◆ **TEXT PASSAGE**:
===

Are you sure that your form submission is working? The Submit button has a type image rather than type submit.


----------



## JiminSA (Dec 15, 2011)

> The Submit button has a type image rather than type submit.


Thanks, Josiah. Unfortunately it made no difference changing it to type="submit" (except to render a normal submit button). Incidentally I have a javascript alert on entry to my submit process, to indicate successful entry from Ajax.


----------



## Ent (Apr 11, 2009)

The other thing which is odd, though it could have other explanations, is that I get a 404 error if I try pointing the browser straight to http://surf4wheels.com/post.php

Also, your site seems to be intermittently crashing my firefox. (Not exactly a standard install so there are a gazillion possible reasons, but I thought you might want to know.)


----------



## JiminSA (Dec 15, 2011)

> I get a 404 error if I try pointing the browser straight to


Woops! My bad! I was doing the research on xampp and hadn't yet uploaded post.php - now done.


> Also, your site seems to be intermittently crashing my firefox.


Yes, there seems to be a major site problem with chrome (see my other thread) which may be doing naughties on FF, although I've not experienced any myself


----------



## Ent (Apr 11, 2009)

So does it work now?


----------



## JiminSA (Dec 15, 2011)

Sorry for the delay I was busy trying to get hold of Chrome version 37.0.2062.103 ...


> So does it work now?

===

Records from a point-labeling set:
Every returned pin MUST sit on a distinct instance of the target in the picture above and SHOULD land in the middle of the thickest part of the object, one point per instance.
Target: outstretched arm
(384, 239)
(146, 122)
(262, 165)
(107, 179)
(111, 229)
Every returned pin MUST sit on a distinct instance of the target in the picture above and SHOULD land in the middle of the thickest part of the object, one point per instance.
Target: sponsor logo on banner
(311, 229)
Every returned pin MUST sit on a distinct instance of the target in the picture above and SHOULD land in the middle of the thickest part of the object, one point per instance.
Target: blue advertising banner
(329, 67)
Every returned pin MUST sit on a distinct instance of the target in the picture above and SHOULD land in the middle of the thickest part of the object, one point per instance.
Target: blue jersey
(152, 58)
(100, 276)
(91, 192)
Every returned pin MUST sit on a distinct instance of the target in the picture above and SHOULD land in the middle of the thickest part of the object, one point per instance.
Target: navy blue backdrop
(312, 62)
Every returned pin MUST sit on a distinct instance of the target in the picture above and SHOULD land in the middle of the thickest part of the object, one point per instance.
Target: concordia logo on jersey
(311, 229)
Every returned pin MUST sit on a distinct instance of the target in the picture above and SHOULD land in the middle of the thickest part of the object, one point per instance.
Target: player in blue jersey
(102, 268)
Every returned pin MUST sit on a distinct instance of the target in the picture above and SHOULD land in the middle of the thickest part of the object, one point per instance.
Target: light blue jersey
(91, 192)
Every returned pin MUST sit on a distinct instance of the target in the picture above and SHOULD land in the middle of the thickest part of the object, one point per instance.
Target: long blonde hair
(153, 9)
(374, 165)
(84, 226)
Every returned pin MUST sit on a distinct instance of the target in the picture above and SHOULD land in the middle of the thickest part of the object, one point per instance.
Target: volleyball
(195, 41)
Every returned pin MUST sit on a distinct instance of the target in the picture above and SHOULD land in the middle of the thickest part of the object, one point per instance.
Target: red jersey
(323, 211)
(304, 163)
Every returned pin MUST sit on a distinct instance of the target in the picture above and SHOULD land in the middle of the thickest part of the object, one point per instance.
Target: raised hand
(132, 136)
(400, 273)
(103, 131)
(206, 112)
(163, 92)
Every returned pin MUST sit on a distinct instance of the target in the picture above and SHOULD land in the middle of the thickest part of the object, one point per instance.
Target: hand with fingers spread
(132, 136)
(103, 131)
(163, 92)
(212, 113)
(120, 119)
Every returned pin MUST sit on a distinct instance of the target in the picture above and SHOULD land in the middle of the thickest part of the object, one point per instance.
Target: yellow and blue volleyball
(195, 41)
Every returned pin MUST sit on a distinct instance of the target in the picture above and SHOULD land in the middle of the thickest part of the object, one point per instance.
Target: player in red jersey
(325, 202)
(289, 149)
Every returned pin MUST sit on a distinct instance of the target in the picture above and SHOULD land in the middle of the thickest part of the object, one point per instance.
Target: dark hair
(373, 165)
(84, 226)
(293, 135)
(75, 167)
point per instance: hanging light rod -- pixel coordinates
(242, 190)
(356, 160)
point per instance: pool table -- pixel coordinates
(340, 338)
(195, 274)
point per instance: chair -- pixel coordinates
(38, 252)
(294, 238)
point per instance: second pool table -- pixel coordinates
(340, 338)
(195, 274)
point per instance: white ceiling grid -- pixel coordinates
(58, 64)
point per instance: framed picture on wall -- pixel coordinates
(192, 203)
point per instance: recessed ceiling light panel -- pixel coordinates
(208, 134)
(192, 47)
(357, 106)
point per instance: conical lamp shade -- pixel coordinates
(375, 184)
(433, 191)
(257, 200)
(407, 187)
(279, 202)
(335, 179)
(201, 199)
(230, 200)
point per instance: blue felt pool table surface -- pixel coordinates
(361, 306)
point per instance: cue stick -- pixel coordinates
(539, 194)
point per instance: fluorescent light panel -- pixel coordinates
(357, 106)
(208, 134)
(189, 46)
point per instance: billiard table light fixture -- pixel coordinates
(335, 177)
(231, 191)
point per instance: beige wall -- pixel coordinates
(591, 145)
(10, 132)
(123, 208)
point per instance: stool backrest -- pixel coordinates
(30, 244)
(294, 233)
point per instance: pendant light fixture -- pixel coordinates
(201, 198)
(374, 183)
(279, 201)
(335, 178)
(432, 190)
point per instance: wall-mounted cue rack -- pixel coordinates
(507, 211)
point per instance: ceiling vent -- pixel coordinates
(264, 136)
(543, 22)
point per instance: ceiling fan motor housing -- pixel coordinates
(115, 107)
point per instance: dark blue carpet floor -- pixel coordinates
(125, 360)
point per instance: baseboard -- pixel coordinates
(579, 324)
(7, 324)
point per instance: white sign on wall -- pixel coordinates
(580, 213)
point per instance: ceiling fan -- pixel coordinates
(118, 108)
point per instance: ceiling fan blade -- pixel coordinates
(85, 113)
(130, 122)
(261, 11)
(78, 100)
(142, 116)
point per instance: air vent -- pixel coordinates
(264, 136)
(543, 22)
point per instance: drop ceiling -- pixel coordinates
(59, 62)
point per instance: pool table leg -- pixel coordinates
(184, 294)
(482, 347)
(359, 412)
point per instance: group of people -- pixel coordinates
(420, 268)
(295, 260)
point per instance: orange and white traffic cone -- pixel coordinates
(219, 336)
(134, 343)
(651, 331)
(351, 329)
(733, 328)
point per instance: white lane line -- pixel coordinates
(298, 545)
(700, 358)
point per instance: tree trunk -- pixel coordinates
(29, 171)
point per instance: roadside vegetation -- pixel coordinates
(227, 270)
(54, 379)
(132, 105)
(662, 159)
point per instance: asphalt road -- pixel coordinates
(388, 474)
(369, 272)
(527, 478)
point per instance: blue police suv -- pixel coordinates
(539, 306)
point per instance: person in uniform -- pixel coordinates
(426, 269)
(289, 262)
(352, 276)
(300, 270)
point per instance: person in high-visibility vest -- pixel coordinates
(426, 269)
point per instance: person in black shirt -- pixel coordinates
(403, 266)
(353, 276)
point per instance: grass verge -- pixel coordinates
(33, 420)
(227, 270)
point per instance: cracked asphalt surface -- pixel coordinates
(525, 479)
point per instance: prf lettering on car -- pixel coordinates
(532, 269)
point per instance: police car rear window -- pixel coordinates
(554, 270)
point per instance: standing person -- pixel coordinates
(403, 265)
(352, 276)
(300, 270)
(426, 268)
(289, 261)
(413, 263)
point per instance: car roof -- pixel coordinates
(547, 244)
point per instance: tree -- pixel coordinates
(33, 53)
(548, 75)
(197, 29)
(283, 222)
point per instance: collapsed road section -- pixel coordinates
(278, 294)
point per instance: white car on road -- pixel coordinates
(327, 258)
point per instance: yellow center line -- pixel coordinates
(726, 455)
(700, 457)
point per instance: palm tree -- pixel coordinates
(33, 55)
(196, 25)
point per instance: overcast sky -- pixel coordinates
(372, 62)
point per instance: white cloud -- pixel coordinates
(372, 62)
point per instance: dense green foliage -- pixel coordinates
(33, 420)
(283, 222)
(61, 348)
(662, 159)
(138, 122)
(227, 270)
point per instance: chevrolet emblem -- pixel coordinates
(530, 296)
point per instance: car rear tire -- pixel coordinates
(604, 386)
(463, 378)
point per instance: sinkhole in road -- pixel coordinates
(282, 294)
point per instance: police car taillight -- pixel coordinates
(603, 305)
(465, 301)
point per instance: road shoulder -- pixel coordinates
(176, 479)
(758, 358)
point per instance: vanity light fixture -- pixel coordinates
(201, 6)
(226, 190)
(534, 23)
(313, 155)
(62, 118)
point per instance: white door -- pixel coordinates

===

◆ **CHALLENGES**:
1. Write out the forum thread from "The other thing" up to and including "want to know.)", switching "firefox" to "Safari".
2. In the forum thread, why did Ent get a 404 error when pointing the browser straight to post.php?

◆ **PER-TASK ANSWERS**:
1.
The other thing which is odd, though it could have other explanations, is that I get a 404 error if I try pointing the browser straight to http://surf4wheels.com/post.php

Also, your site seems to be intermittently crashing my Safari. (Not exactly a standard install so there are a gazillion possible reasons, but I thought you might want to know.)

2. JiminSA had been doing the research on xampp and hadn't yet uploaded post.php.